The full listing is to be transcribed exactly, with each picture left out.

■ ■ ■ ■

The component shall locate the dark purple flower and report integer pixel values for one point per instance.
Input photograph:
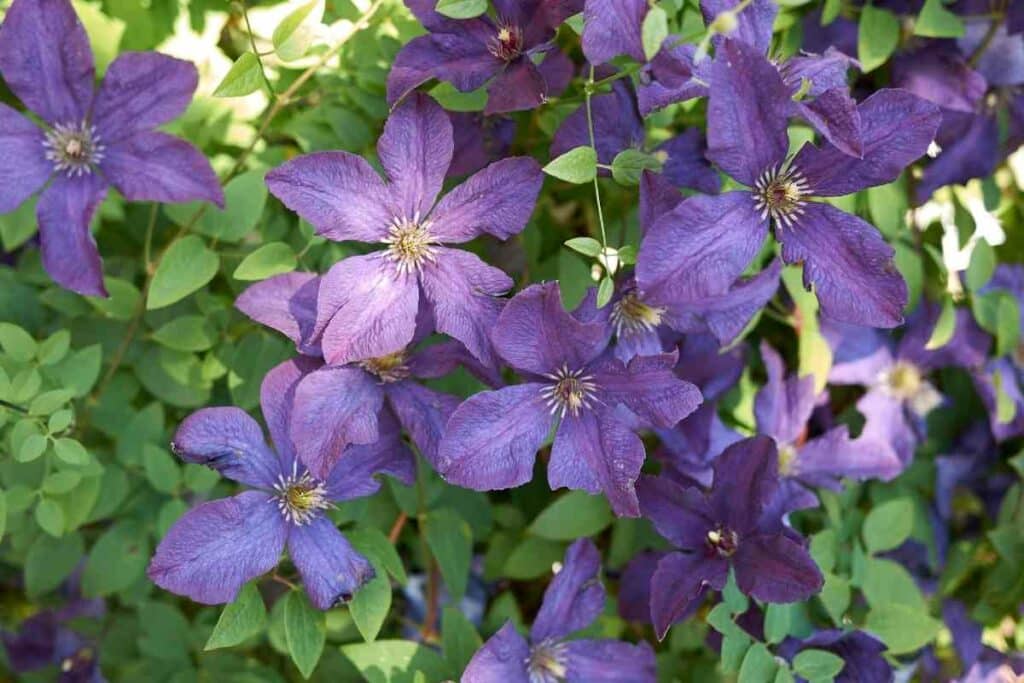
(596, 401)
(706, 243)
(89, 138)
(733, 525)
(368, 305)
(218, 546)
(572, 601)
(468, 53)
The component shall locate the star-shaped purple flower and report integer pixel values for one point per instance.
(572, 600)
(218, 546)
(368, 305)
(733, 525)
(468, 53)
(706, 243)
(89, 138)
(596, 401)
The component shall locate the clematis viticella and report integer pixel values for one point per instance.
(368, 305)
(89, 138)
(573, 599)
(596, 402)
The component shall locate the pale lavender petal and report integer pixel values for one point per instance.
(214, 549)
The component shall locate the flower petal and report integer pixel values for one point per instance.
(215, 548)
(46, 60)
(338, 193)
(332, 570)
(849, 264)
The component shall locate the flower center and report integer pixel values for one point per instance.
(547, 663)
(723, 541)
(571, 391)
(507, 43)
(300, 498)
(74, 148)
(410, 244)
(390, 368)
(778, 193)
(631, 315)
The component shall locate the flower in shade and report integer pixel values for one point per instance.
(707, 242)
(368, 305)
(596, 401)
(89, 139)
(572, 601)
(211, 552)
(732, 525)
(469, 53)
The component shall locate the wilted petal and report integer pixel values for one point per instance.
(497, 201)
(338, 193)
(366, 309)
(215, 548)
(70, 254)
(152, 166)
(46, 60)
(140, 91)
(492, 439)
(574, 597)
(332, 570)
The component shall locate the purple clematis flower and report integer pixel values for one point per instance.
(706, 243)
(471, 52)
(216, 547)
(596, 401)
(89, 138)
(368, 305)
(733, 525)
(572, 600)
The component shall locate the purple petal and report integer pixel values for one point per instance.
(498, 201)
(678, 585)
(46, 60)
(65, 212)
(140, 91)
(152, 166)
(574, 597)
(24, 167)
(334, 408)
(492, 439)
(749, 104)
(849, 264)
(535, 334)
(896, 128)
(502, 659)
(231, 442)
(215, 548)
(366, 309)
(416, 151)
(332, 570)
(776, 568)
(700, 248)
(338, 193)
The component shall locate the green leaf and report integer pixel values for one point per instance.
(461, 9)
(577, 166)
(572, 515)
(305, 632)
(878, 37)
(270, 259)
(817, 665)
(245, 77)
(888, 525)
(295, 35)
(240, 620)
(186, 266)
(937, 22)
(653, 32)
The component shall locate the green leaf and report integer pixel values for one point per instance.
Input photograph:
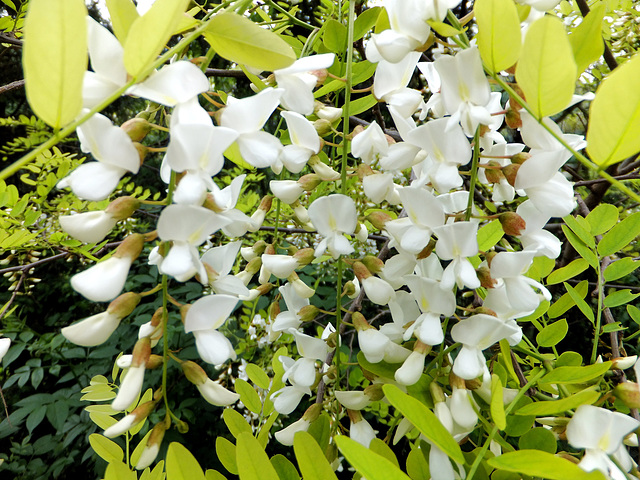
(576, 374)
(367, 463)
(553, 407)
(54, 59)
(424, 420)
(620, 268)
(382, 449)
(499, 36)
(106, 449)
(123, 13)
(582, 305)
(253, 462)
(536, 463)
(226, 452)
(619, 297)
(235, 422)
(362, 104)
(553, 334)
(285, 469)
(538, 438)
(489, 235)
(365, 22)
(248, 395)
(614, 116)
(239, 40)
(311, 460)
(572, 270)
(213, 475)
(565, 302)
(181, 464)
(497, 403)
(335, 36)
(258, 376)
(634, 313)
(584, 251)
(602, 218)
(149, 33)
(546, 71)
(582, 233)
(586, 39)
(621, 235)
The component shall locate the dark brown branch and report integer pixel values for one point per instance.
(4, 38)
(11, 86)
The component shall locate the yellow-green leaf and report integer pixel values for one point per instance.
(149, 33)
(181, 464)
(253, 462)
(311, 460)
(499, 36)
(536, 463)
(614, 116)
(106, 449)
(367, 463)
(424, 420)
(586, 39)
(54, 58)
(497, 403)
(553, 407)
(239, 40)
(123, 13)
(546, 71)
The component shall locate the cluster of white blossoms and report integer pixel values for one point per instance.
(434, 241)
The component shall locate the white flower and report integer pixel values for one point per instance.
(332, 216)
(298, 82)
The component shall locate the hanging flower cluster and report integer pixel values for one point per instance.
(419, 186)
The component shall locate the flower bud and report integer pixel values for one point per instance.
(373, 264)
(131, 247)
(628, 393)
(323, 127)
(520, 158)
(494, 175)
(378, 219)
(512, 223)
(309, 182)
(510, 172)
(484, 275)
(308, 313)
(151, 449)
(324, 171)
(137, 128)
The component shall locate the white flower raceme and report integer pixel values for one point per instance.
(187, 226)
(465, 90)
(456, 242)
(92, 227)
(218, 261)
(211, 391)
(115, 154)
(173, 84)
(105, 280)
(97, 329)
(477, 333)
(600, 432)
(203, 319)
(5, 343)
(333, 216)
(298, 82)
(197, 149)
(247, 117)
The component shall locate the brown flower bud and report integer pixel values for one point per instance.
(137, 128)
(512, 223)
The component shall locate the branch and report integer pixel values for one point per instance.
(11, 86)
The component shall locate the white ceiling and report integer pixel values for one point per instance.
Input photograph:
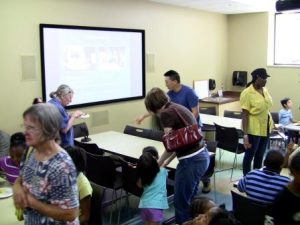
(224, 6)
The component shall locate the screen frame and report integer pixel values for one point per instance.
(42, 28)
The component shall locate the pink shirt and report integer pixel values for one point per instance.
(7, 166)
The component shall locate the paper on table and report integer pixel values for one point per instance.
(84, 116)
(5, 192)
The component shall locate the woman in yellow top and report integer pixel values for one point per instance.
(257, 122)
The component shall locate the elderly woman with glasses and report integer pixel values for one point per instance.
(46, 189)
(61, 98)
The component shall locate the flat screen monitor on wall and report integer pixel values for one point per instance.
(101, 65)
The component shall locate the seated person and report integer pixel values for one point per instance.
(85, 190)
(264, 184)
(10, 165)
(286, 117)
(215, 216)
(285, 209)
(199, 205)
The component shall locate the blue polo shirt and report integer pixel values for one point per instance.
(185, 97)
(262, 185)
(66, 138)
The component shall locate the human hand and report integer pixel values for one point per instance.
(77, 114)
(139, 120)
(19, 195)
(246, 142)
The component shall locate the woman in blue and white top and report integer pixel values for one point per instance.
(46, 189)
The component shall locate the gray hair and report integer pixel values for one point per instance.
(61, 91)
(48, 116)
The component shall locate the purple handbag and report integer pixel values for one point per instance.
(183, 137)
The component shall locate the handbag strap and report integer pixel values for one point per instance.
(180, 116)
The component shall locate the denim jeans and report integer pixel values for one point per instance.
(257, 151)
(187, 176)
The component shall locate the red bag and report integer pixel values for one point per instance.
(183, 137)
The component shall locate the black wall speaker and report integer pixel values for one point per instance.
(239, 78)
(211, 84)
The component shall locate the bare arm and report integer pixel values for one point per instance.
(165, 158)
(51, 210)
(245, 119)
(85, 206)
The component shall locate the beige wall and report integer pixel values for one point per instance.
(247, 50)
(190, 41)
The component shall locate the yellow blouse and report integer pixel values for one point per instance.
(258, 107)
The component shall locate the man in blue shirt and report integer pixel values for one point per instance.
(264, 184)
(182, 94)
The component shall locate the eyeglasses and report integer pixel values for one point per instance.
(31, 129)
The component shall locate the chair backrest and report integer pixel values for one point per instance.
(275, 117)
(144, 133)
(211, 110)
(211, 147)
(247, 211)
(80, 130)
(96, 205)
(233, 114)
(227, 138)
(129, 179)
(90, 147)
(136, 131)
(101, 170)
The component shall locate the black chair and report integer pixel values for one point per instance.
(144, 133)
(228, 140)
(212, 147)
(210, 111)
(275, 117)
(102, 170)
(235, 115)
(129, 179)
(96, 205)
(247, 211)
(90, 147)
(81, 130)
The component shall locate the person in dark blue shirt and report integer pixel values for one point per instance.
(61, 98)
(264, 184)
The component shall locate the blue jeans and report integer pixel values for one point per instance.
(187, 176)
(257, 151)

■ ■ ■ ■

§ FINAL ANSWER
The component shall locate the dark purple flower and report integer pixel values for one point per instance.
Input photograph:
(596, 401)
(706, 243)
(89, 138)
(733, 525)
(368, 305)
(218, 546)
(572, 601)
(468, 53)
The component shall locate the star-shaped purple flower and report integer pixel values for one point per instance.
(572, 600)
(218, 546)
(368, 305)
(733, 525)
(468, 53)
(706, 243)
(89, 138)
(596, 401)
The component shall locate the clematis viticella and report integer pixel values for one point per instance.
(368, 305)
(89, 138)
(573, 599)
(596, 402)
The component shall locate the pale lavender petal and report integer pixel values for one point per instance.
(214, 549)
The component shall locate the flower petal and report integer pixel values for one point per instance.
(215, 548)
(46, 60)
(338, 193)
(332, 570)
(849, 264)
The component shall locate the flower center and report integer pixel values for one point per instance.
(547, 663)
(723, 541)
(571, 391)
(507, 43)
(300, 498)
(74, 148)
(410, 244)
(390, 368)
(778, 193)
(631, 315)
The component shall locate the flower in shade and report integer pixel values for one point per instance.
(707, 242)
(368, 305)
(596, 401)
(89, 139)
(572, 601)
(211, 552)
(732, 525)
(469, 53)
The component shall locate the wilted petal and report integer pixel values for one point per instance.
(497, 201)
(338, 193)
(366, 309)
(215, 548)
(70, 254)
(152, 166)
(46, 60)
(140, 91)
(492, 439)
(574, 597)
(332, 570)
The component shall locate the purple clematis flower and report integer pixel values for one point per instance.
(706, 243)
(471, 52)
(216, 547)
(596, 401)
(89, 138)
(368, 305)
(733, 525)
(572, 600)
The component shall locate the purple petal and report integer pixel values for one point per instance.
(498, 201)
(678, 585)
(46, 60)
(65, 212)
(140, 91)
(152, 166)
(574, 597)
(24, 167)
(334, 408)
(492, 439)
(749, 104)
(849, 264)
(535, 334)
(896, 128)
(502, 659)
(231, 442)
(215, 548)
(366, 309)
(416, 151)
(332, 570)
(776, 568)
(700, 248)
(338, 193)
The component shall locate the green leaf and report integer pixel values for one point per instance.
(461, 9)
(577, 166)
(572, 515)
(305, 632)
(878, 37)
(270, 259)
(817, 665)
(245, 77)
(888, 525)
(295, 35)
(240, 620)
(186, 266)
(937, 22)
(653, 32)
The component shall locate the green leaf and report integer pixel values for one point per instance.
Input photograph:
(576, 374)
(367, 463)
(553, 407)
(54, 59)
(424, 420)
(620, 268)
(382, 449)
(499, 36)
(106, 449)
(123, 13)
(582, 305)
(253, 462)
(536, 463)
(226, 452)
(619, 297)
(235, 422)
(362, 104)
(553, 334)
(285, 469)
(538, 438)
(489, 235)
(365, 22)
(248, 395)
(614, 116)
(239, 40)
(311, 460)
(572, 270)
(213, 475)
(565, 302)
(181, 464)
(497, 403)
(335, 36)
(258, 376)
(634, 313)
(584, 251)
(602, 218)
(149, 33)
(546, 71)
(582, 233)
(586, 39)
(621, 235)
The component shall locate the dark brown branch and report integer pixel values for one point per instance.
(4, 38)
(11, 86)
The component shall locate the yellow-green leaf and report integer pixel values for one point per instance.
(149, 33)
(181, 464)
(253, 462)
(311, 460)
(499, 36)
(536, 463)
(614, 116)
(106, 449)
(367, 463)
(424, 420)
(586, 39)
(54, 58)
(497, 403)
(553, 407)
(239, 40)
(123, 13)
(546, 71)
The component shall locate the cluster of white blossoms and report integer pixel values for one point per instance.
(434, 241)
The component shall locate the white flower and report integer pixel values for one point per instance.
(332, 216)
(298, 82)
The component shall locate the hanging flower cluster and report integer pixel values for one point per instance.
(419, 186)
The component shall locate the flower bud and report integer pixel values for one point per instance.
(373, 264)
(131, 247)
(628, 393)
(323, 127)
(520, 158)
(494, 175)
(378, 219)
(512, 223)
(309, 182)
(510, 172)
(484, 275)
(308, 313)
(151, 449)
(324, 171)
(137, 128)
The component shall locate the white flower raceme and report integer pixel values for one point per instance.
(187, 226)
(465, 90)
(456, 242)
(92, 227)
(218, 261)
(211, 391)
(115, 154)
(173, 84)
(105, 280)
(97, 329)
(477, 333)
(600, 432)
(203, 319)
(5, 343)
(333, 216)
(298, 82)
(197, 149)
(247, 117)
The component shall locate the brown flower bud and report integer pixel values for one point per instance.
(137, 128)
(512, 223)
The component shall locate the branch and report integer pixel values for one point per instance.
(11, 86)
The component shall locate the white ceiling and report integer pixel values for one point per instance.
Input photograph:
(224, 6)
The component shall locate the screen frame and report integer pixel values for one point per instance.
(42, 28)
The component shall locate the pink shirt and report integer pixel values for one point per instance.
(7, 166)
The component shall locate the paper on table and report integer pixel values for one point per instance.
(84, 116)
(5, 192)
The component shall locate the woman in yellow top and report integer pixel values for one point per instance.
(257, 122)
The component shall locate the elderly woman with glasses and report integer pixel values for one point per instance.
(46, 189)
(61, 98)
The component shall locate the flat screen monitor on wall and report integer pixel values for one point per instance.
(101, 65)
The component shall locate the seated person and report integer pixel values for one point per instance.
(85, 190)
(264, 184)
(10, 165)
(286, 117)
(215, 216)
(285, 209)
(199, 205)
The component shall locate the blue polo shirt and report integer pixel values for one point per instance.
(185, 97)
(262, 185)
(66, 138)
The component shall locate the human hand and report integer pixel values for one point per instance.
(77, 114)
(139, 120)
(19, 195)
(246, 142)
The component shall locate the woman in blue and white top and report integer pixel values for one point per instance.
(46, 189)
The component shall locate the gray hair and report integer pixel values for one point per instance.
(61, 91)
(48, 116)
The component shall locate the purple handbag and report integer pixel values for one point per instance.
(183, 137)
The component shall locate the handbag strap and report integer pixel values for one point per instance.
(180, 116)
The component shall locate the denim jeans and report integer pixel values for one point per instance.
(257, 151)
(187, 176)
The component shall locate the red bag and report integer pixel values for one point per instance.
(183, 137)
The component shall locate the black wall speaker and report integer pixel values for one point per instance.
(239, 78)
(211, 84)
The component shall locate the bare arm and report integer pixel values for one point per instance.
(165, 158)
(51, 210)
(245, 119)
(85, 206)
The component shall locate the beige wall and report integer pixel values for one point per instance.
(247, 50)
(190, 41)
The component shall locate the yellow blouse and report integer pixel values for one point per instance.
(258, 107)
The component shall locate the man in blue shirt and report integer pixel values for one point per instance.
(264, 184)
(182, 94)
The component shall locate the eyeglasses and report integer pixel values for one point per instance.
(31, 129)
The component shall locate the chair backrest and report integer pixel values for one point per instance.
(275, 117)
(144, 133)
(211, 110)
(211, 147)
(247, 211)
(80, 130)
(96, 205)
(233, 114)
(227, 138)
(129, 179)
(90, 147)
(136, 131)
(101, 170)
The component shall locate the black chair and report integer pixel values for one point per instance.
(144, 133)
(228, 140)
(212, 147)
(210, 111)
(275, 117)
(102, 170)
(235, 115)
(129, 179)
(96, 205)
(247, 211)
(90, 147)
(81, 130)
The component shall locate the person in dark blue shirt and report integer pixel values for one point per instance.
(61, 98)
(264, 184)
The component shall locate the blue jeans and report integer pixel values for one point per instance.
(187, 176)
(257, 151)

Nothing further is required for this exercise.